> **Work task**
Would you retype the whole listing exactly?

******

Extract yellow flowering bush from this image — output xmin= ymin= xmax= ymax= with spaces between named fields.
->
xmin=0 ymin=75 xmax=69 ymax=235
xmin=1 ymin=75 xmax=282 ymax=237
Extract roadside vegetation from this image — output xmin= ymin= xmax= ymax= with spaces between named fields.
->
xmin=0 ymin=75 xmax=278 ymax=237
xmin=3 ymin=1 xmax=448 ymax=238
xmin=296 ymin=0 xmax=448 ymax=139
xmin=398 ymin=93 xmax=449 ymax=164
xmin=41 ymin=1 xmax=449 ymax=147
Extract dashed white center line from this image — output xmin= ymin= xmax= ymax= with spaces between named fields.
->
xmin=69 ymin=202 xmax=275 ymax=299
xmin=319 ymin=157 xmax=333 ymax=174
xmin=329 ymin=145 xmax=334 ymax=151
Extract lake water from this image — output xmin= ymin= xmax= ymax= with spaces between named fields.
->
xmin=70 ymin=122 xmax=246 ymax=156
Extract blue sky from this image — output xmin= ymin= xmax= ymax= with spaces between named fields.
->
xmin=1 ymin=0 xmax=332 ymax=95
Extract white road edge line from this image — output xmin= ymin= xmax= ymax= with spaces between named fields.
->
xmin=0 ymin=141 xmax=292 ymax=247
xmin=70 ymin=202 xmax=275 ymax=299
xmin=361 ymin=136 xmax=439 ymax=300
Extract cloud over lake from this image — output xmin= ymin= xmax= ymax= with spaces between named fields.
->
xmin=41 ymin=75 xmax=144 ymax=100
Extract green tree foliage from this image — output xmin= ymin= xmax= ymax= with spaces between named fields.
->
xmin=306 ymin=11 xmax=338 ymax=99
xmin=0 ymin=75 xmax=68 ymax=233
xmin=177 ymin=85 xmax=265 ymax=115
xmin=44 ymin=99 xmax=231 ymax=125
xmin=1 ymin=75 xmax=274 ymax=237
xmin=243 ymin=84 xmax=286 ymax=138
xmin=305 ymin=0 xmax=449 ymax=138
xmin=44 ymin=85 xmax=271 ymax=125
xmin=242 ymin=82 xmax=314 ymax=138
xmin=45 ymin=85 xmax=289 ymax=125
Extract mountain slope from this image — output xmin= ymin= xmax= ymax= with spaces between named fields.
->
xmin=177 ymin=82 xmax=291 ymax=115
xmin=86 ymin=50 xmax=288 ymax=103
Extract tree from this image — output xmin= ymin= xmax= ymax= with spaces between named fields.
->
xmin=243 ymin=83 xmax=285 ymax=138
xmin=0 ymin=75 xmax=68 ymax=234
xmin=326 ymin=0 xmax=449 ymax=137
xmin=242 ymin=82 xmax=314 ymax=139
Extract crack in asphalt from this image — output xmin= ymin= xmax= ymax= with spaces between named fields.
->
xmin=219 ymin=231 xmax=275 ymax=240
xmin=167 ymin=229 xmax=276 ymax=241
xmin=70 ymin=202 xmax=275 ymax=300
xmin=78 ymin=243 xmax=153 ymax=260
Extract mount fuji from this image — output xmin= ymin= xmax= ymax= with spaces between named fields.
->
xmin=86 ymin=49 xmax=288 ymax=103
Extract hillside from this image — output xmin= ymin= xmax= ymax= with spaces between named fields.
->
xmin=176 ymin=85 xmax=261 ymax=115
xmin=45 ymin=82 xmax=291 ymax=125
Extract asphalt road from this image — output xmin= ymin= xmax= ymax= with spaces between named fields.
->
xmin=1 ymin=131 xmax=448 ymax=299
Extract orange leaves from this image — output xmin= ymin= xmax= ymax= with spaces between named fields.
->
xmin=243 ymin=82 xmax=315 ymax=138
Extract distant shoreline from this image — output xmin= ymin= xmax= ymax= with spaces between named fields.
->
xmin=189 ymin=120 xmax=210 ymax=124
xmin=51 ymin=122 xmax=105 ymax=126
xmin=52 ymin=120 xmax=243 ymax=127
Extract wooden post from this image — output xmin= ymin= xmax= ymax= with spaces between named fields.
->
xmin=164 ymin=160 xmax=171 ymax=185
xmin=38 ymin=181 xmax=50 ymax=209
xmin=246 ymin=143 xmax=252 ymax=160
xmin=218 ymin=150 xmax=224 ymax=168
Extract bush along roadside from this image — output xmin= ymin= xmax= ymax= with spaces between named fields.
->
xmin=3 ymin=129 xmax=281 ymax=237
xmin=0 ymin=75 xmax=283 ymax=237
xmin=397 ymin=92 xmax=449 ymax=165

******

> **Your solution**
Extract yellow flowering bush from this image — output xmin= ymin= xmax= ymax= with spaces between named fields.
->
xmin=0 ymin=75 xmax=69 ymax=235
xmin=1 ymin=75 xmax=282 ymax=237
Extract roadside vegetation from this image — output xmin= ymin= xmax= ymax= with spaces between named fields.
->
xmin=0 ymin=75 xmax=278 ymax=237
xmin=3 ymin=1 xmax=448 ymax=238
xmin=296 ymin=0 xmax=448 ymax=139
xmin=398 ymin=93 xmax=449 ymax=164
xmin=41 ymin=1 xmax=449 ymax=147
Extract dashed white center line from this image — output xmin= ymin= xmax= ymax= with spaces between named fields.
->
xmin=69 ymin=202 xmax=275 ymax=299
xmin=319 ymin=157 xmax=333 ymax=174
xmin=329 ymin=145 xmax=334 ymax=151
Extract lake water from this image — output xmin= ymin= xmax= ymax= with spaces between named fields.
->
xmin=70 ymin=122 xmax=246 ymax=156
Extract blue sky from this image — output xmin= ymin= xmax= ymax= with spaces between named fields.
->
xmin=1 ymin=0 xmax=332 ymax=95
Extract white road edge line from this image — output xmin= ymin= xmax= ymax= with spaces between named fields.
->
xmin=0 ymin=141 xmax=292 ymax=247
xmin=70 ymin=202 xmax=275 ymax=299
xmin=361 ymin=136 xmax=439 ymax=300
Extract cloud over lake from this image — output xmin= ymin= xmax= ymax= with spaces between named fields.
->
xmin=41 ymin=75 xmax=144 ymax=100
Extract green tree foliage from this image — output xmin= ymin= xmax= ymax= with spaces between named fields.
->
xmin=306 ymin=11 xmax=338 ymax=99
xmin=0 ymin=75 xmax=68 ymax=233
xmin=177 ymin=85 xmax=265 ymax=115
xmin=44 ymin=99 xmax=231 ymax=125
xmin=1 ymin=75 xmax=274 ymax=237
xmin=243 ymin=84 xmax=286 ymax=138
xmin=305 ymin=0 xmax=449 ymax=138
xmin=44 ymin=85 xmax=271 ymax=125
xmin=242 ymin=82 xmax=314 ymax=138
xmin=45 ymin=85 xmax=289 ymax=125
Extract mountain slope from this image — output xmin= ymin= xmax= ymax= with spaces between named fields.
->
xmin=177 ymin=82 xmax=291 ymax=115
xmin=86 ymin=50 xmax=288 ymax=103
Extract tree from this image — output xmin= ymin= xmax= ymax= with spaces between named fields.
->
xmin=243 ymin=83 xmax=285 ymax=138
xmin=0 ymin=75 xmax=68 ymax=234
xmin=326 ymin=0 xmax=449 ymax=137
xmin=242 ymin=82 xmax=314 ymax=139
Extract crack in asphalt from this image — output xmin= ymin= xmax= ymax= with spaces between named fields.
->
xmin=219 ymin=231 xmax=275 ymax=240
xmin=167 ymin=229 xmax=276 ymax=241
xmin=70 ymin=202 xmax=275 ymax=300
xmin=78 ymin=243 xmax=153 ymax=260
Extract mount fuji from this image — output xmin= ymin= xmax= ymax= with spaces between named fields.
->
xmin=86 ymin=49 xmax=288 ymax=103
Extract hillside from this image — output xmin= ymin= xmax= ymax= with spaces between named fields.
->
xmin=176 ymin=85 xmax=261 ymax=115
xmin=45 ymin=82 xmax=291 ymax=125
Extract asphalt road from this image — output xmin= ymin= xmax= ymax= with spaces between named fields.
->
xmin=1 ymin=131 xmax=448 ymax=299
Extract orange leaves from this image — output xmin= ymin= xmax= ymax= with spaces between named fields.
->
xmin=243 ymin=82 xmax=315 ymax=138
Extract distant shoreline from this image — output xmin= ymin= xmax= ymax= with spaces between named fields.
->
xmin=189 ymin=120 xmax=210 ymax=124
xmin=51 ymin=122 xmax=105 ymax=126
xmin=52 ymin=120 xmax=243 ymax=127
Extract wooden post from this image — output xmin= ymin= xmax= ymax= with spaces between named fields.
->
xmin=164 ymin=160 xmax=171 ymax=185
xmin=38 ymin=181 xmax=50 ymax=209
xmin=246 ymin=143 xmax=252 ymax=160
xmin=218 ymin=150 xmax=224 ymax=168
Extract bush along roadside from this image — output xmin= ymin= xmax= ymax= with spaces between named fields.
->
xmin=3 ymin=129 xmax=281 ymax=237
xmin=0 ymin=75 xmax=283 ymax=237
xmin=397 ymin=92 xmax=449 ymax=165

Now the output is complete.